PROMPT –
Edit the part of the entries that opens with the line containing "Practice. Locate the race" and closes with the line containing "[(786, 44), (126, 94)]". Change every "traffic light" to "stop light", keep everything else the same, and return only those lines.

GIVEN INFORMATION –

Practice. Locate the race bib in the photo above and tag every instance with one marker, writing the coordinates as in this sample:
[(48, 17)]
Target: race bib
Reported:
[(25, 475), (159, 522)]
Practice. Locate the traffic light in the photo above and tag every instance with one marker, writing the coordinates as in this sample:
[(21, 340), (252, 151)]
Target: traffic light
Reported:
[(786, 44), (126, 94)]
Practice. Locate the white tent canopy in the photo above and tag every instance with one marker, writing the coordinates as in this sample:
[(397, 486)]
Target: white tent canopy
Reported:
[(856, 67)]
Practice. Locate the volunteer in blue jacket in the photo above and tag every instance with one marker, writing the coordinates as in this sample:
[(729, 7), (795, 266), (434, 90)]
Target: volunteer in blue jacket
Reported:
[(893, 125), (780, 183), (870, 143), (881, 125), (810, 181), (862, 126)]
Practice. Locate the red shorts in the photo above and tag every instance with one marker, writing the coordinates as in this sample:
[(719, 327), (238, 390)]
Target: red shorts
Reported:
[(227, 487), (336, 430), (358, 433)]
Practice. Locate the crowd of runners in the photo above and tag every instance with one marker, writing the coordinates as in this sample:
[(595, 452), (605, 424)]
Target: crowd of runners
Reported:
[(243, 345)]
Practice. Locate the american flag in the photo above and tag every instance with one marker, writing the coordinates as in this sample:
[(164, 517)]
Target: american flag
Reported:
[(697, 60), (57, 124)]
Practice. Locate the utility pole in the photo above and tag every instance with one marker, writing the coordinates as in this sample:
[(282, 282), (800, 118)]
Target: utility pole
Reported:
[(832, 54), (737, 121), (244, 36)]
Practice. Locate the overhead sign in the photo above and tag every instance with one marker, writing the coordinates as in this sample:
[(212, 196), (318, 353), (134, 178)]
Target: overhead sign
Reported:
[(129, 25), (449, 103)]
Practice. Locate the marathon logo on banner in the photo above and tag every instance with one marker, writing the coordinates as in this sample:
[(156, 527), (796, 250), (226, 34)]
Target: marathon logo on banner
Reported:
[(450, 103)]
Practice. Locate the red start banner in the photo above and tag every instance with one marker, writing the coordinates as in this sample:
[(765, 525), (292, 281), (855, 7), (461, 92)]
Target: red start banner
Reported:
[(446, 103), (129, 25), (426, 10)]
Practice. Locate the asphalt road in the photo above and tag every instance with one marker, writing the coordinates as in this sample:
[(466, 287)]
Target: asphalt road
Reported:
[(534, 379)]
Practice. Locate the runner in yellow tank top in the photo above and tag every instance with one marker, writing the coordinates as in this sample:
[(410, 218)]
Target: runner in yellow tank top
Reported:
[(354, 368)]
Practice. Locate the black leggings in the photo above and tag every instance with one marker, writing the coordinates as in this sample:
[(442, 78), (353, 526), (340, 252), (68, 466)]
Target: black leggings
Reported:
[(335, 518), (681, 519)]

...

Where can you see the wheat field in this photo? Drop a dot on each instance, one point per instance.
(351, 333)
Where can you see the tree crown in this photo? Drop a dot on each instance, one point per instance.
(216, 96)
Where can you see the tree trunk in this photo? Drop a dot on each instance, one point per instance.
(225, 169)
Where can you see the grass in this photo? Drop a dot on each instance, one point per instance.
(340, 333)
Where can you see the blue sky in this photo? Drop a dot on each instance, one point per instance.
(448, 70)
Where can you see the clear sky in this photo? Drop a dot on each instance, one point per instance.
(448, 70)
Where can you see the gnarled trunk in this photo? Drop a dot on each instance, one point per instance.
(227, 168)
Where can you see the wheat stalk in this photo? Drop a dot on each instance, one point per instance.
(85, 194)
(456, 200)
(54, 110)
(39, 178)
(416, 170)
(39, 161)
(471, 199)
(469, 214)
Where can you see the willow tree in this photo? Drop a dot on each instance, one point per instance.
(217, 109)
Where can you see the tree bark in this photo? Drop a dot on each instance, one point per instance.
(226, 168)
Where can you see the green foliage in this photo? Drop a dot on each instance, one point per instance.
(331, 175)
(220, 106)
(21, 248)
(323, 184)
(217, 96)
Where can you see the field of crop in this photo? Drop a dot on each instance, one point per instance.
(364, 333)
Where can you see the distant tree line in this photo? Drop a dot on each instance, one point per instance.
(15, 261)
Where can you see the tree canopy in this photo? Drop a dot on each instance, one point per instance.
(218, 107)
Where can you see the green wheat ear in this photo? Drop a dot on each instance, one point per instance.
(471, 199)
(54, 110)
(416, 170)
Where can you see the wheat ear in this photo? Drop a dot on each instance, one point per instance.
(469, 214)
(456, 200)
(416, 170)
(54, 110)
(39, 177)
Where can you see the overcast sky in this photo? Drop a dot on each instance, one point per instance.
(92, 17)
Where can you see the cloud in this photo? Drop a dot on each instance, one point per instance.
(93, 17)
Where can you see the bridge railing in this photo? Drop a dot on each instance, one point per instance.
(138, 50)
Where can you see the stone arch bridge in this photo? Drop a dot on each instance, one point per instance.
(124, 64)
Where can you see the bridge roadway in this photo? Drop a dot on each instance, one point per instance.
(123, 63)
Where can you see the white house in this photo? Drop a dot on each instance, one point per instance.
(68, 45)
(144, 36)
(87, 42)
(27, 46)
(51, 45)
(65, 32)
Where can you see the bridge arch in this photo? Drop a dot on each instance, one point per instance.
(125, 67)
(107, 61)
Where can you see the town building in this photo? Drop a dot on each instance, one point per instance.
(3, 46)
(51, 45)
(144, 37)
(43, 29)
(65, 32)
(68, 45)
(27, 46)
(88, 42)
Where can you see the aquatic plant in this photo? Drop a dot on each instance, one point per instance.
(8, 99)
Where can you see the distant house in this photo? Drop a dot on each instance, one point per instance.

--

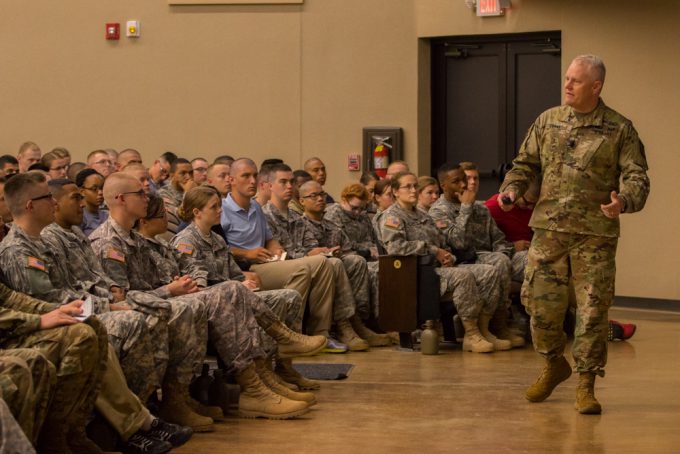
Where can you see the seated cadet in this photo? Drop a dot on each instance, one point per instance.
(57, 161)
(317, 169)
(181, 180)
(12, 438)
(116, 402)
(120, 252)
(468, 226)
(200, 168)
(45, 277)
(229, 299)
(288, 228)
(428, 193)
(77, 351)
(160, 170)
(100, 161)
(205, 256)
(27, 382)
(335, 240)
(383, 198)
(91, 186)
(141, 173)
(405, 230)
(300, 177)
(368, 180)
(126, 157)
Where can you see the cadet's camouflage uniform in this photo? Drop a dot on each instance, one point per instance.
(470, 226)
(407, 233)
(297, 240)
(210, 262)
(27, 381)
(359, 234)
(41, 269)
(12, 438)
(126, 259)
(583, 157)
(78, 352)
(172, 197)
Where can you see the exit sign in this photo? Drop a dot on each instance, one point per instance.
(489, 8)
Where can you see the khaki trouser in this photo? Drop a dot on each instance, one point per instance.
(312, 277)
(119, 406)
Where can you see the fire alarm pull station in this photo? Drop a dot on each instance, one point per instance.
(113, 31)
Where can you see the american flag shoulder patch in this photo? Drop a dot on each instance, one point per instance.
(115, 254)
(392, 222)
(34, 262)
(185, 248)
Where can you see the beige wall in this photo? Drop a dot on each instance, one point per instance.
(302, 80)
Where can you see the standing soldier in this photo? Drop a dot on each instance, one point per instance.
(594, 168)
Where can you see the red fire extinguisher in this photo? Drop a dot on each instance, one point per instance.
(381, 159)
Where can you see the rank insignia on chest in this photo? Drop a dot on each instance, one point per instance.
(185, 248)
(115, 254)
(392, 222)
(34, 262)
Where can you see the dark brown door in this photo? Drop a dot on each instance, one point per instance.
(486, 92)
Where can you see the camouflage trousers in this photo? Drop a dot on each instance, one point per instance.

WRITTEN SOLUTION –
Practice. Locate the race bib in the photo above and tag every instance with one marker, writing the coordinates as in this sample:
[(48, 17)]
Target: race bib
Reported:
[(25, 475), (159, 522)]
Practice. Locate the stop light in the photo above and tag every instance with one marker, writing the coordinates as in this sample:
[(21, 340), (252, 151)]
Target: stop light
Reported:
[(786, 44), (126, 94)]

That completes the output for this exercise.